11 Miscellaneous Provisions.
11.1 Notices. Any notice, payment, demand or communication required or permitted to be given by any provision of this Agreement shall be in writing and shall be deemed to have been delivered and given for all purposes: (a) when delivered personally to the party or to an officer of the party to whom the same is directed, (b) when received by facsimile or other electronic means, (c) when delivered by overnight courier, or (d) five (5) days after being deposited in the United States mail registered or certified mail, postage and charges prepaid, addressed to the addresses as any Member may from time to time specify by written notice to the Company. Any notice may at any time be waived by the person entitled to receive the notice.
11.2 Section Captions. Section and other captions contained in this Agreement are for reference purposes only and are in no way intended to describe, interpret, define or limit the scope, extent or intent of any part of this Agreement.
11.3 Severability. Every provision of this Agreement is intended to be severable. If any term or provision hereof is illegal or invalid for any reason whatsoever, the illegality or invalidity shall not affect the validity of the remainder of this Agreement.
11.4 Amendments. This Agreement shall be amended only by the vote of the Members holding at least seventy-five percent (75%) of the Percentage Interests, provided that in no event shall the consent of any Member be required to amend Schedule A hereto to reflect changes in the Member’s respective Capital Contributions, Capital Contribution Percentages and Percentage Interests.

RECORDS SUPPLIED >>

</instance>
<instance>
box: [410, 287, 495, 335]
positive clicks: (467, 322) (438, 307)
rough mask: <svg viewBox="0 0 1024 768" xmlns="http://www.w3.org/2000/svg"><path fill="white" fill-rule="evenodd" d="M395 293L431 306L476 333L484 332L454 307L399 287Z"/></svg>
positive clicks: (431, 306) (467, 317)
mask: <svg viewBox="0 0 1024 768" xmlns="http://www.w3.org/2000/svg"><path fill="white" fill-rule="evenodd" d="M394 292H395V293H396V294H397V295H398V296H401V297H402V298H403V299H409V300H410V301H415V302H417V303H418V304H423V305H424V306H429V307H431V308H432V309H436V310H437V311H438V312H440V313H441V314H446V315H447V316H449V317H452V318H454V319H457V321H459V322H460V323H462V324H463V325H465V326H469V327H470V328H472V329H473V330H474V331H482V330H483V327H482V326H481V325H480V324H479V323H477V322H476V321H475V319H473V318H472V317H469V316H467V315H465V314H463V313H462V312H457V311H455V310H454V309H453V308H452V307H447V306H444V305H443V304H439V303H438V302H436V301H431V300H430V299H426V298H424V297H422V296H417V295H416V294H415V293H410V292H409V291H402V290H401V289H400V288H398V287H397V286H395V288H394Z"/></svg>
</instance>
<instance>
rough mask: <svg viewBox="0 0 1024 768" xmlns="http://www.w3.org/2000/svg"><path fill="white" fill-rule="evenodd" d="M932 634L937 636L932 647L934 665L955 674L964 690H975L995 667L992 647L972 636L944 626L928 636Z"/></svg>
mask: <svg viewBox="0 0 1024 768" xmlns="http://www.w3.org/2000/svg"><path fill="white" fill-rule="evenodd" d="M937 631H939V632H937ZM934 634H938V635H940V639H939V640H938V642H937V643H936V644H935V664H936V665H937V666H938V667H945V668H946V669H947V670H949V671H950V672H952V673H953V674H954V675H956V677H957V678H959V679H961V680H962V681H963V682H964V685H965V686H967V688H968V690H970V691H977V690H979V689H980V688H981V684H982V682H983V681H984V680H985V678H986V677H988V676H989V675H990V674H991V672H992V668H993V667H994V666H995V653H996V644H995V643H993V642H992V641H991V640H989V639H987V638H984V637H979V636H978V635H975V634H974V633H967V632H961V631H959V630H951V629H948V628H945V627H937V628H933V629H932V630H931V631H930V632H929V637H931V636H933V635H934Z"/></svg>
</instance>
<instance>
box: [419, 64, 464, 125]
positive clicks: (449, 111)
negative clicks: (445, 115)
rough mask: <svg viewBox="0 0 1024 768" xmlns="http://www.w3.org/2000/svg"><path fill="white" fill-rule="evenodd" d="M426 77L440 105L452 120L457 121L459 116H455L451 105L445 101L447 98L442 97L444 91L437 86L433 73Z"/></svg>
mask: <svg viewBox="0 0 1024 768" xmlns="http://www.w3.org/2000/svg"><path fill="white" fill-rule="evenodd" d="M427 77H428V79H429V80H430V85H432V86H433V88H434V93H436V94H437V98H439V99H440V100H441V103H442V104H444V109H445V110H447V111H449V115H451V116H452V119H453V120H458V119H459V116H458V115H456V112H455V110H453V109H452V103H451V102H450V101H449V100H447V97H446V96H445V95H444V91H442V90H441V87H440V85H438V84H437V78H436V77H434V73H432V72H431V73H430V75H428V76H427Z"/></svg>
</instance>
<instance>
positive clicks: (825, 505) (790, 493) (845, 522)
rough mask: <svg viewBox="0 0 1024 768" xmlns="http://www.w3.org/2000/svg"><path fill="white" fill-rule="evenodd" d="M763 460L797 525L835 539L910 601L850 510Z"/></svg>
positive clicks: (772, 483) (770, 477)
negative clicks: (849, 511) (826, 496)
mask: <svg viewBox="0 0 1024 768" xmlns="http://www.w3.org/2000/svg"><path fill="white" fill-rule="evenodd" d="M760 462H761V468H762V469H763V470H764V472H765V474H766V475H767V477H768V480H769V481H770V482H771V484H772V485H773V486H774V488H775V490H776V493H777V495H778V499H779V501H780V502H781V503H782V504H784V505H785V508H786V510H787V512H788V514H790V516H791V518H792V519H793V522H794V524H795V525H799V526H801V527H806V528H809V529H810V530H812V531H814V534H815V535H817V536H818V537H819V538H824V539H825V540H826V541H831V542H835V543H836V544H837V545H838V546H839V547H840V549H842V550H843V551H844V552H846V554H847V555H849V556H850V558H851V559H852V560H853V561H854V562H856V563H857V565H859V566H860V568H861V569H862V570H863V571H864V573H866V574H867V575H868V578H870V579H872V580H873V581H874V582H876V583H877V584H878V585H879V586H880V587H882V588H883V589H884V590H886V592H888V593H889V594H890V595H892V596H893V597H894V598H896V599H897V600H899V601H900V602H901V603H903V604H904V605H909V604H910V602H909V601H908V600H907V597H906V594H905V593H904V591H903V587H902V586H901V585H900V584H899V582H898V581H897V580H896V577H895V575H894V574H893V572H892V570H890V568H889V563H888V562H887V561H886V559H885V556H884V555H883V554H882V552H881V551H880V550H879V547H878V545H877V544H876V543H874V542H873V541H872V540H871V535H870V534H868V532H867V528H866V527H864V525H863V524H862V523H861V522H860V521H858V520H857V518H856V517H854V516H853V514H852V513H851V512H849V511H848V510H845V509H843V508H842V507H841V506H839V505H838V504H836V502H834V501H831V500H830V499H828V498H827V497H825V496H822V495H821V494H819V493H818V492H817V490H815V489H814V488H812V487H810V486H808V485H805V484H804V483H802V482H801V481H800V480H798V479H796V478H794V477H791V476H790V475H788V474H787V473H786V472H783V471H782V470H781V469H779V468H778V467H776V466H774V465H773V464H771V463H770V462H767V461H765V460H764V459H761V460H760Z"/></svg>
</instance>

DIRECTIONS >>
a: Echo the stretch of the Miscellaneous Provisions excerpt from "11.2 Section Captions." through "and Percentage Interests.".
b: According to the Miscellaneous Provisions excerpt, what vote is needed to amend the Agreement?
c: Translate this sentence from the Miscellaneous Provisions excerpt into Spanish: "Every provision of this Agreement is intended to be severable."

EXERCISE ANSWERS >>
a:
11.2 Section Captions. Section and other captions contained in this Agreement are for reference purposes only and are in no way intended to describe, interpret, define or limit the scope, extent or intent of any part of this Agreement.
11.3 Severability. Every provision of this Agreement is intended to be severable. If any term or provision hereof is illegal or invalid for any reason whatsoever, the illegality or invalidity shall not affect the validity of the remainder of this Agreement.
11.4 Amendments. This Agreement shall be amended only by the vote of the Members holding at least seventy-five percent (75%) of the Percentage Interests, provided that in no event shall the consent of any Member be required to amend Schedule A hereto to reflect changes in the Member’s respective Capital Contributions, Capital Contribution Percentages and Percentage Interests.

b: The vote of the Members holding at least seventy-five percent (75%) of the Percentage Interests.

c: Se pretende que cada disposición de este Acuerdo sea divisible.